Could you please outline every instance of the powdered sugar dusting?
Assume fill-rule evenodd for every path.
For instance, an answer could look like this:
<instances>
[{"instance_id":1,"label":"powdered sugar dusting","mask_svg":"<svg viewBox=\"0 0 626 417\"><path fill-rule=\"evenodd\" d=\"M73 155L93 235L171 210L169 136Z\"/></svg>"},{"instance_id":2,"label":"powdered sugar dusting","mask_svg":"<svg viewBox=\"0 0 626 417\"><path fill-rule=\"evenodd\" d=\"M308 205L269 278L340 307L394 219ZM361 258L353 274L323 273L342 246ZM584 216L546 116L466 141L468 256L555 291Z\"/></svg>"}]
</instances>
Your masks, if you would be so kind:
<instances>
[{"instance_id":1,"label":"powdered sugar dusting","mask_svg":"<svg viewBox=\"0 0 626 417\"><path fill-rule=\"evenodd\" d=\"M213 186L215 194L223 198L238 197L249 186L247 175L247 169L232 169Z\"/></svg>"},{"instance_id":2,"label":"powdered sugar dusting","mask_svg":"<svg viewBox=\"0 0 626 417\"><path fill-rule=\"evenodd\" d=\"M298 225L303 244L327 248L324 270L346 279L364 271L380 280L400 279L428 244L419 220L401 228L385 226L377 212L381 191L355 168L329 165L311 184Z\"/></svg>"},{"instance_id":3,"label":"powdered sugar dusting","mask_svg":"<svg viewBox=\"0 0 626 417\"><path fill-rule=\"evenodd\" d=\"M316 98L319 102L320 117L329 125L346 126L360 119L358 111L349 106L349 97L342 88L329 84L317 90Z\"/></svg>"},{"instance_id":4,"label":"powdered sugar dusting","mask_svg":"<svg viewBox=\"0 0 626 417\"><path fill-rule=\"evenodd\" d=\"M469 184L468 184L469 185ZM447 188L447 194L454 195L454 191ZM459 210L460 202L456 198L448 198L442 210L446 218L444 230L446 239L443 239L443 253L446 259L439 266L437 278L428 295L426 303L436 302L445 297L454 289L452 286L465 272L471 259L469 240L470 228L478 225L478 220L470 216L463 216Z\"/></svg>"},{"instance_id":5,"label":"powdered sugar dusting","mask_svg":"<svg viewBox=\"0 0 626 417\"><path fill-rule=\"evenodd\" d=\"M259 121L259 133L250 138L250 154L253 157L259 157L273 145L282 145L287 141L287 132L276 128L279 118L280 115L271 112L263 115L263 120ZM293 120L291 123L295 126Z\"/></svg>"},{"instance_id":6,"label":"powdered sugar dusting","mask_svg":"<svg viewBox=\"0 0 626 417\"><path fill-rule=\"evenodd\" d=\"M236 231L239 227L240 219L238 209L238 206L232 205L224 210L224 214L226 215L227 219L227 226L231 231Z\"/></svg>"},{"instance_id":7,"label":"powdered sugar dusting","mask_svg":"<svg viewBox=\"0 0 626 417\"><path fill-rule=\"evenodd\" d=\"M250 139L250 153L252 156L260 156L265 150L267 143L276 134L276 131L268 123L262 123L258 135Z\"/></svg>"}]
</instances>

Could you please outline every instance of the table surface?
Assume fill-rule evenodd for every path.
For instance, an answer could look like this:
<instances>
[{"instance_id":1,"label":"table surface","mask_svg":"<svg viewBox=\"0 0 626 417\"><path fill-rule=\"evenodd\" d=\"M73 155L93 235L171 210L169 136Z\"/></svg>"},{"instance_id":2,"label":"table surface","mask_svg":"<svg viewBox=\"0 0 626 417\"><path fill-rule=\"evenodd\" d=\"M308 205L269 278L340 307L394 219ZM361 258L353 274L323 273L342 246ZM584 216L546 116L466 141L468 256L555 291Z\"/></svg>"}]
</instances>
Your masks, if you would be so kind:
##########
> To do
Wherever the string "surface" occurs in the records, copy the line it is in.

> Answer box
Could you please outline every instance of the table surface?
[{"instance_id":1,"label":"table surface","mask_svg":"<svg viewBox=\"0 0 626 417\"><path fill-rule=\"evenodd\" d=\"M73 155L93 235L171 210L169 136Z\"/></svg>"},{"instance_id":2,"label":"table surface","mask_svg":"<svg viewBox=\"0 0 626 417\"><path fill-rule=\"evenodd\" d=\"M308 205L269 278L340 307L394 219ZM361 258L353 274L323 273L342 246ZM584 216L546 116L466 141L468 256L555 291Z\"/></svg>"}]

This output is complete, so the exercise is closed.